::: Excerpted text :::

Korea-Sudan trade looks for boost after economic ‘turning point’

An advert in Sudan's Suq Al-Arabi for Korean company LG (Credit: Yonhap)

East Asian nation South Korea is demonstrating increased interest in investment in Sudan after the economic “turning point” represented by the lifting of an American trade embargo, which was announced early this year but is due to take effect in July.

Even though a handful of major South Korean companies sold products in Sudan during the period of the US trade embargo, overall Korean investment and trade was suppressed by banking restrictions, foreign exchange shortages, and general skepticism about security and development in Sudan.

Now there may be an opening. “Many people are convinced that the Sudanese economy has hit a turning point now that the suffocating 20-year sanctions are no more,” Korea’s state-funded Yonhap news agency reported this week.

:::

Challenge 1:
Print everything in the Korea-Sudan trade article from "Now there may" down to "reported this week.".
Challenge 2:
Write what comes next in the article on Korea-Sudan trade, picking up after its final sentence.
The material placed after the article about Korea-Sudan trade is not needed.

::: Excerpted data :::

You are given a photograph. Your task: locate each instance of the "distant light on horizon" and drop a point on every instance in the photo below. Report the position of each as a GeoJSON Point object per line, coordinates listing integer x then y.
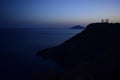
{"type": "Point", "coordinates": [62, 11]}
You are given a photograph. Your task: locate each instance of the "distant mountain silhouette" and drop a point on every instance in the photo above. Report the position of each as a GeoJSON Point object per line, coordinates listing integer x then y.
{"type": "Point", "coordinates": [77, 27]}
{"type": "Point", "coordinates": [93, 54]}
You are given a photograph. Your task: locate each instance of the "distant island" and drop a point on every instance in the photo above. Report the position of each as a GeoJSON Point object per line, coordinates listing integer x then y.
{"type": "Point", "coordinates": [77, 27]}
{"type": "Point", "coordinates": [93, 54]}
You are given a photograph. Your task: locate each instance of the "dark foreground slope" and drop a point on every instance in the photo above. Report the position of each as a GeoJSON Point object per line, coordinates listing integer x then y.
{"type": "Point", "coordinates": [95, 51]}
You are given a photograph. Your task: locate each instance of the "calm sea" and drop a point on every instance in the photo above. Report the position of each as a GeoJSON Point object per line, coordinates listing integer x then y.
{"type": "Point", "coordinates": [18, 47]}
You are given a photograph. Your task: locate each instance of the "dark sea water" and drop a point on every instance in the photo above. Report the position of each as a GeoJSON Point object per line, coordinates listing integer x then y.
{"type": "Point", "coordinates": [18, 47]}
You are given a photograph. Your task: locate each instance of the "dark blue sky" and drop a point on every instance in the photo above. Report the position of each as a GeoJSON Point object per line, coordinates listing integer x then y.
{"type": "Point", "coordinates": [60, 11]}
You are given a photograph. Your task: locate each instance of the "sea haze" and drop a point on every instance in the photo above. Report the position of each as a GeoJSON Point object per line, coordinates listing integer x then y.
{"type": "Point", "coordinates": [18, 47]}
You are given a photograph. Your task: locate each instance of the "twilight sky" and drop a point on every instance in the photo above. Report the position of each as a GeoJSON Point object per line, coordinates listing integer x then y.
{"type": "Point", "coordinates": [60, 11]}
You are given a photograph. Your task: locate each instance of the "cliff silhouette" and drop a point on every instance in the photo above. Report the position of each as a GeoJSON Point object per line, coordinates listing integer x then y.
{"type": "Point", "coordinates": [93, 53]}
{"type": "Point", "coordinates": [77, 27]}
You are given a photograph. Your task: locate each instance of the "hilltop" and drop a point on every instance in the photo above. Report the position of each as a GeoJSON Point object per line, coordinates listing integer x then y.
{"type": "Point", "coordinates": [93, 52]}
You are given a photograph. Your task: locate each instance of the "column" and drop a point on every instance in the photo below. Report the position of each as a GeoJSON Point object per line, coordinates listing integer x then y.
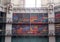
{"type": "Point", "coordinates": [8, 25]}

:::
::: Excerpted data :::

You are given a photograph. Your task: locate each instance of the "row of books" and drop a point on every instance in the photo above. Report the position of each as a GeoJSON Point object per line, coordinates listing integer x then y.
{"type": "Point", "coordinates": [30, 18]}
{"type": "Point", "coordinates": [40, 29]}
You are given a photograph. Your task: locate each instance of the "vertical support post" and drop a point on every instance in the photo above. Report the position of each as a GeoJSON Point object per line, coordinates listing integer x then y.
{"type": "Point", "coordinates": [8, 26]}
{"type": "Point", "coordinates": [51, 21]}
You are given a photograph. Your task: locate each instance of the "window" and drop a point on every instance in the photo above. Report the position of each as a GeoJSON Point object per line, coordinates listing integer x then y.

:::
::: Excerpted data :::

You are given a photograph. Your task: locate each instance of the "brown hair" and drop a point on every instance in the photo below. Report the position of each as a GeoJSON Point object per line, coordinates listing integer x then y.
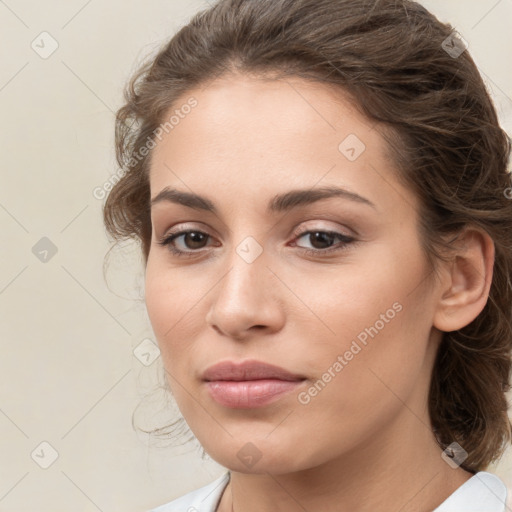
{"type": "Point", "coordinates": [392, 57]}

:::

Final result 1:
Now there may be an opening. “Many people are convinced that the Sudanese economy has hit a turning point now that the suffocating 20-year sanctions are no more,” Korea’s state-funded Yonhap news agency reported this week.

Final result 2:
“The advance of international companies into the country will be further expanded if foreign currency transactions are completely deregulated,” the news agency added, citing a Sudanese observer.

Sudan’s Information Minister Ahmed Bilal speaking to a reporter from Korean news agency Yonhap.

Sudan is reciprocating the positive Korean outlook, touting the Korea-Sudan relationship on its state-run news agency and inviting Korean companies and investors to Khartoum.

“Sudan’s Minister for Information and government spokesman, Dr. Ahmed Bilal Osman, reaffirmed that Sudan’s ports remain always open before investors, particular those from Asia and South Korea specifically, pinpointing that South Korean products have nowadays become very popular in the country due to their high quality,” the Sudan News Agency reported today.

Korean products in Sudan’s markets include vehicles produced by Hyundai and Kia and mobile phones and home appliances produced by Samsung Electronics and LG Electronics.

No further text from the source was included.